**SET EXERCISE**. Which lines of the rows below contain the word "target", with case counting? Copy each such line in full.

**EXCERPTED RECORDS**.

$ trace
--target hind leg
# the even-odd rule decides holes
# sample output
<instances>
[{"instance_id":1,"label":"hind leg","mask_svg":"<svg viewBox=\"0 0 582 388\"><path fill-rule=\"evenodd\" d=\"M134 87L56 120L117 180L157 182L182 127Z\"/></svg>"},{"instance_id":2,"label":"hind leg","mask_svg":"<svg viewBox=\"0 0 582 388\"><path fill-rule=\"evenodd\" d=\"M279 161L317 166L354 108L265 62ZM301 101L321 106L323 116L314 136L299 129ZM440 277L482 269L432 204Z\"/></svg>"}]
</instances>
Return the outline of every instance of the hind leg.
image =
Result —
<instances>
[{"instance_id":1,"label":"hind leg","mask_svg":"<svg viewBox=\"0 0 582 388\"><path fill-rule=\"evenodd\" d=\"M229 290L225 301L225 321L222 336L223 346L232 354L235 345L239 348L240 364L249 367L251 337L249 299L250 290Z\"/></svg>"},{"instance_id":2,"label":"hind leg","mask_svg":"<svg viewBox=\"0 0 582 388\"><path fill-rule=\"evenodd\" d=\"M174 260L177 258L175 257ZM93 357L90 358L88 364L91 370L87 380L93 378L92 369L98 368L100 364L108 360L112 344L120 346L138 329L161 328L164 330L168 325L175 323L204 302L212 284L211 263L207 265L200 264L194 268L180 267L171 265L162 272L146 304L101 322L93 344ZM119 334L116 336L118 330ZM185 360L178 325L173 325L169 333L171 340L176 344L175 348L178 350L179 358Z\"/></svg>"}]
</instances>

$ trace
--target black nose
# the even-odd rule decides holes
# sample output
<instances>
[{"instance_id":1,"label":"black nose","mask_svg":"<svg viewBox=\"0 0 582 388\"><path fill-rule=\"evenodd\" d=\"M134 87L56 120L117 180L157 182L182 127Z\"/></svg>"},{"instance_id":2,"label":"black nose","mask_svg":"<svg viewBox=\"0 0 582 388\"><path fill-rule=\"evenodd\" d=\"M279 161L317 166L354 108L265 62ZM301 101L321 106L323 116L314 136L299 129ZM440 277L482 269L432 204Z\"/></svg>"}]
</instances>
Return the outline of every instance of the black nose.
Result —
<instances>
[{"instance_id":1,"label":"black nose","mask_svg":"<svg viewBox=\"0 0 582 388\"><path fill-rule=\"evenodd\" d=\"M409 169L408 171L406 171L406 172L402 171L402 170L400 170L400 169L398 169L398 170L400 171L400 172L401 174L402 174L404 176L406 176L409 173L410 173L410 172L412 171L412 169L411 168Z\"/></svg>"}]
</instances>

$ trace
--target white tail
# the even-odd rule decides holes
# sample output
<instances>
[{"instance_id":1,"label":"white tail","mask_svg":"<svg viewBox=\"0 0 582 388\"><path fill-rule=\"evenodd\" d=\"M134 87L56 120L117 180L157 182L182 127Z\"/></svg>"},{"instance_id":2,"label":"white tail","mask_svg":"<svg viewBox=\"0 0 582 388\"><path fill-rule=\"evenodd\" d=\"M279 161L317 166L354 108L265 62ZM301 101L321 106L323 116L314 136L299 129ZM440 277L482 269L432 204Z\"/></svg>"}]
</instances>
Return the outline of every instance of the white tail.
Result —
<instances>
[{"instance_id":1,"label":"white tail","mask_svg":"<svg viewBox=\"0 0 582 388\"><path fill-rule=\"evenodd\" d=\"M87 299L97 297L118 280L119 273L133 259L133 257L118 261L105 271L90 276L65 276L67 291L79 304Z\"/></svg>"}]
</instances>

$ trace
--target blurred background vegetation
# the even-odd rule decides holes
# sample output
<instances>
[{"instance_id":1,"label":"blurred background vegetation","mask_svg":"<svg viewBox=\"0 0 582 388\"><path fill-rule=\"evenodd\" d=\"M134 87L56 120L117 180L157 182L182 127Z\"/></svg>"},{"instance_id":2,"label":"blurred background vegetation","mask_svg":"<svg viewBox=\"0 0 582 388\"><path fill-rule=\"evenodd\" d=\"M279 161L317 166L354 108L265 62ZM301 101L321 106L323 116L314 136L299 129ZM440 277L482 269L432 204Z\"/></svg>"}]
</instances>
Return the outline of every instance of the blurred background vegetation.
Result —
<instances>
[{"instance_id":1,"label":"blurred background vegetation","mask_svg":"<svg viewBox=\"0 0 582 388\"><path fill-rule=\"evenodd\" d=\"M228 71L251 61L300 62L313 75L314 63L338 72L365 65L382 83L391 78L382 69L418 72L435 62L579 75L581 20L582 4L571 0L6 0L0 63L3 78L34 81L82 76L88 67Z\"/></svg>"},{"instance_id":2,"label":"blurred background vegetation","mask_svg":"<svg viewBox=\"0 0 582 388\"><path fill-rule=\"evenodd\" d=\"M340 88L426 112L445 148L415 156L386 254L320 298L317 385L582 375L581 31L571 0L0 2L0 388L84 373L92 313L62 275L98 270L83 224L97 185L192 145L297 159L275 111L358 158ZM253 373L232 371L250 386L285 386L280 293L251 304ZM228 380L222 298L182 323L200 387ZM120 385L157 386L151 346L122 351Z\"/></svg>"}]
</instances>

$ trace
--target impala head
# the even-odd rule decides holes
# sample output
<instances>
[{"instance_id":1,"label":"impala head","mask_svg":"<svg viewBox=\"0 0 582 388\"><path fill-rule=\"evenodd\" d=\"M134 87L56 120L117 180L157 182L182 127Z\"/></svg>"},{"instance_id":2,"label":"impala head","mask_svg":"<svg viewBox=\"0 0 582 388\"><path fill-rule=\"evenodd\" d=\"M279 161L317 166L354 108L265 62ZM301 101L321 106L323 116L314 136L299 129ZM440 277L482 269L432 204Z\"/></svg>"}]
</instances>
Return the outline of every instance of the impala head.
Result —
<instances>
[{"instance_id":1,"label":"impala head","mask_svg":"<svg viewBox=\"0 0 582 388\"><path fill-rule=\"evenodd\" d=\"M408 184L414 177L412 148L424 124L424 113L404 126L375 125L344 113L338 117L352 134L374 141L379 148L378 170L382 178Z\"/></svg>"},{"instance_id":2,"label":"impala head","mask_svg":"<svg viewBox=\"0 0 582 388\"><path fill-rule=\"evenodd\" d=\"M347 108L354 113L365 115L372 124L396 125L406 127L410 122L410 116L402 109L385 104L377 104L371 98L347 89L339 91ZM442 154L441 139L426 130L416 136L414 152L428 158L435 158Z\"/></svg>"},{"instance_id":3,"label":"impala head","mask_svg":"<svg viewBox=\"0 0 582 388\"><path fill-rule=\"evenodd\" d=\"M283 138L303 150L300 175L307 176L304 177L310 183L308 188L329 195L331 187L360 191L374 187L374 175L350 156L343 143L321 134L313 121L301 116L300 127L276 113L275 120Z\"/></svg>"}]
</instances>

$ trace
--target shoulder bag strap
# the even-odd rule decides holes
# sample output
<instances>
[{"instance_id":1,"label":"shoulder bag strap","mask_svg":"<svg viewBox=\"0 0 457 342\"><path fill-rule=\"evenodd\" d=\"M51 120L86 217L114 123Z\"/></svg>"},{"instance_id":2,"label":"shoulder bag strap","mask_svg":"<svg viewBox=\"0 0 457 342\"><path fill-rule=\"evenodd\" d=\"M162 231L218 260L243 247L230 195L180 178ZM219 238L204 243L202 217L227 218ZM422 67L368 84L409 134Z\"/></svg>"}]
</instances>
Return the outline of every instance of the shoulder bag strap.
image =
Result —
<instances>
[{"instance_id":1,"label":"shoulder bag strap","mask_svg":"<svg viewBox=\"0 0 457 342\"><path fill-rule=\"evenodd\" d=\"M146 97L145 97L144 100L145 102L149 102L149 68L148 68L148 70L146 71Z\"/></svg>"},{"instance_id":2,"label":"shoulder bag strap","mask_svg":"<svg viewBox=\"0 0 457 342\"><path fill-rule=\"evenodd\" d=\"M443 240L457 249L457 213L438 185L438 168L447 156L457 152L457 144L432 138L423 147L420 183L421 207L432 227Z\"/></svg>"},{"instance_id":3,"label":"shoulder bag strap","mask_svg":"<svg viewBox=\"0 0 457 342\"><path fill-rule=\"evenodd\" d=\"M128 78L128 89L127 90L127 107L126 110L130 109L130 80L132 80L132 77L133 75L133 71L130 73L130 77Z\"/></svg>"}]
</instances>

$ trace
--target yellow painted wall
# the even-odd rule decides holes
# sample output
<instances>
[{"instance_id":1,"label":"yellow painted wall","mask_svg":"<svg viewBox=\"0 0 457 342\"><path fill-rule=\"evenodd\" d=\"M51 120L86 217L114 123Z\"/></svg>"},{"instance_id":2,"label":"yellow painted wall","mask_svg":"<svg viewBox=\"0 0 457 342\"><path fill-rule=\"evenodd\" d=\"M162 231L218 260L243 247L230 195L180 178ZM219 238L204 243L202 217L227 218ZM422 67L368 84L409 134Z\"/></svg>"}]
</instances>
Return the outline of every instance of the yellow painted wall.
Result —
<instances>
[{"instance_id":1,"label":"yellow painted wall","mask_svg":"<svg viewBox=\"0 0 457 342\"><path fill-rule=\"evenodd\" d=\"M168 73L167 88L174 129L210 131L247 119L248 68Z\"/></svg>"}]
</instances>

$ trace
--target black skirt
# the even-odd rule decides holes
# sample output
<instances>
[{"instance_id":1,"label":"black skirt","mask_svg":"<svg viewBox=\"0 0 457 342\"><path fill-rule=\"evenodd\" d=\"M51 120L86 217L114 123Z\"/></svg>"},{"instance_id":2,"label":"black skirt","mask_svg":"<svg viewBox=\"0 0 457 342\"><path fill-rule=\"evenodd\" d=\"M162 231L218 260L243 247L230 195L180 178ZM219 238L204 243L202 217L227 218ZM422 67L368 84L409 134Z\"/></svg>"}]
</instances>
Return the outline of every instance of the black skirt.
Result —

**EXERCISE RESULT**.
--target hind leg
--target black nose
--target white tail
--target blurred background vegetation
--target impala head
--target shoulder bag strap
--target yellow painted wall
--target black skirt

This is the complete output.